# OBJECTIVE:
Can you extend the interview with Pickens below, picking up right after its final line?

# READING TEXT:
— begin —

Pickens: Because they think it's a fixed deal. What's happened is that at some place back in the past the management stole the company—with no financial risk. They have no stock, but they own the company. And of course their old pitch was, "If you don't like the way I'm running it, sell your stock." Well, it isn't their company to say that. That's like having an estate and you don't like the way the gardener cuts the lawn—you don't sell the estate, you get rid of the gardener. And for anybody to say that to a stockholder just epitomizes the arrogance of the whole system.
Reason: How much stock do you think CEOs should own?
Pickens: You can't go by the number of shares. They have tried to come back to me on that and they say, "You don't think that we should own a big percentage of General Motors or something do you?" No, I don't think that. It would be nice if you did, but you're not in a position to do that. I think they should have 75 percent of their net worth tied to the companies they run.
Reason: Is that realistic in terms of their wanting to diversify their own portfolio? How would you get people to do that?
Pickens: I don't see why they'd hesitate to do it. If you're going to run one of these companies, my God, I'd think that had better be an easy call. How could you ask somebody to buy stock in the company, for one thing? See, I own 90 percent of my net worth in Mesa. If you really believe in what you're doing, that ought to be easy for you.
You take Roger Smith of General Motors. He has 35,000 shares of stock and he's been there 39 years. He gets compensated up to $5 million a year at times, and his 35,000 shares of stock represents less than six months of one annual compensation. There's something wrong with the system when he's sitting there, you say diversified, I'd say he's really diversified.
Reason: In your book, you called the SEC "the one government agency that deserves praise." What do you think of their current war on insider trading, and why do you like that particular agency?
Pickens: Can you tell me where they've messed up? I don't agree with them all the time. They've had their deficiencies like other government agencies. But nonetheless, I think that they're cleaning up the insider trading. I think they were slow getting started. But government agencies are slow getting started. I think once they've gotten in they've acted the role of bulldog and have really clamped down and hung on and are doing a good job.

— end —

# DATA ROWS:
— begin —

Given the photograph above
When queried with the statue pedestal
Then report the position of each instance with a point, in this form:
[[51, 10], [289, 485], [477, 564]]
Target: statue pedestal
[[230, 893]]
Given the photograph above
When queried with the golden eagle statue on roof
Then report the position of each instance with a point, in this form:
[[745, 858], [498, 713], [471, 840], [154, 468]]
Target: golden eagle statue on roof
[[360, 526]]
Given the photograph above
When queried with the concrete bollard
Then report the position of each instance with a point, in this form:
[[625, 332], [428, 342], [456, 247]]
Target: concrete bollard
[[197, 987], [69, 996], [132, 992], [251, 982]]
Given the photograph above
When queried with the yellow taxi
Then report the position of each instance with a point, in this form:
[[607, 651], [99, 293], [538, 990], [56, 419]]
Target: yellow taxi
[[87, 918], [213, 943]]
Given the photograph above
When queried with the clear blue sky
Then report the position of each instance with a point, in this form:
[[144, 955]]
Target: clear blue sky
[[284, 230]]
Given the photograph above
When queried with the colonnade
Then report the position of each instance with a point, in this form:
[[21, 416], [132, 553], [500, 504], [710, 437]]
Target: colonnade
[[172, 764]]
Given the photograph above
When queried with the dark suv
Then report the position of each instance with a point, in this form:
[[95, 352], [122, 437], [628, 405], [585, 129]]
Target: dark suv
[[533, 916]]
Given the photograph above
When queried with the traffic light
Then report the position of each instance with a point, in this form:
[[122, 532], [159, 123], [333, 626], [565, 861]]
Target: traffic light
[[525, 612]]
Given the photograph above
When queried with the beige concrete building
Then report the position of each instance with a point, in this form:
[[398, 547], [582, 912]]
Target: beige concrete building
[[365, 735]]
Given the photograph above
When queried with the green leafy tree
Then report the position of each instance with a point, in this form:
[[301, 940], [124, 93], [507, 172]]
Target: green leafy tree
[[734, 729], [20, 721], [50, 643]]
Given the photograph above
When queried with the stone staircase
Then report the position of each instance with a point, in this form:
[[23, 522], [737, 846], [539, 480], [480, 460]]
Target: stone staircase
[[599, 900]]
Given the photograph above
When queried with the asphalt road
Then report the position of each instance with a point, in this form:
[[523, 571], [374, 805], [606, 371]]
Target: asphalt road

— end —

# REPLY:
Reason: Do you think there is a risk that they'll go too far?
Pickens: Don't give me that Chicken Little argument. You don't like it because they didn't go, now they've gone, now you think well maybe they'll go too far. It may happen, but our system straightens itself out pretty well. It's like somebody telling me that they knew of one takeover that didn't work. Well there isn't any part of our system that's going to be perfect. But for every one that didn't work I can show you 100 that did work. So we're not going to shut down the banks because Jesse James robbed one of them. You just drive on and make the system better.
Reason: You're opposed to import tariffs and quotas. Why?
Pickens: If you go back and look at any industry in America that received protection in Washington, they come out of that period weaker than when they went in. You're either going to compete and sit on your own bottom, or you're going to have to step down and play in a different league. Now I do think you open up trade to other countries. I think that is important—that they should be as fair with us as far as access as we are to them. I think that's something the government can do.
Pickens: Just tell them that they have to give the same access and if they don't then we'll operate off of their rules. Maybe that's a form of protection, but I don't identify it that way. If they won't let our goods into their country, then why should we let their goods into our country?
I just don't think that you can go in and start handing out umbrellas in Washington and expect anything good to come out. Overall, you'll be a net loser. Of course, the consumer in America is going to raise hell when they see what some of this protection does to them. And they should.
Reason: Do you think the government should do anything to reduce American dependence on foreign oil?
Pickens: The people that want protection for the oil industry are the same people who run to Washington and want protection from Boone Pickens, too. They want to be protected from everything. You're talking about great big companies. They ought to be able to take care of themselves. And the way they can take care of themselves is to take care of the stockholders and to compete in world trade. It isn't running to Washington every time you find yourself behind in the third quarter. Those are also the same people who run to Washington just as soon as the price of crude oil goes up and say, We want to be decontrolled. Just watch their path to Washington. Just about anything will send them in that direction.
Reason: Do you favor decontrol, though?
Pickens: Sure I do. The less regulation you can have, the better off you are. It just makes stronger industries. Plus the consumer is better off because they don't have the cost of regulation.
Reason: What do you see ahead for the oil industry?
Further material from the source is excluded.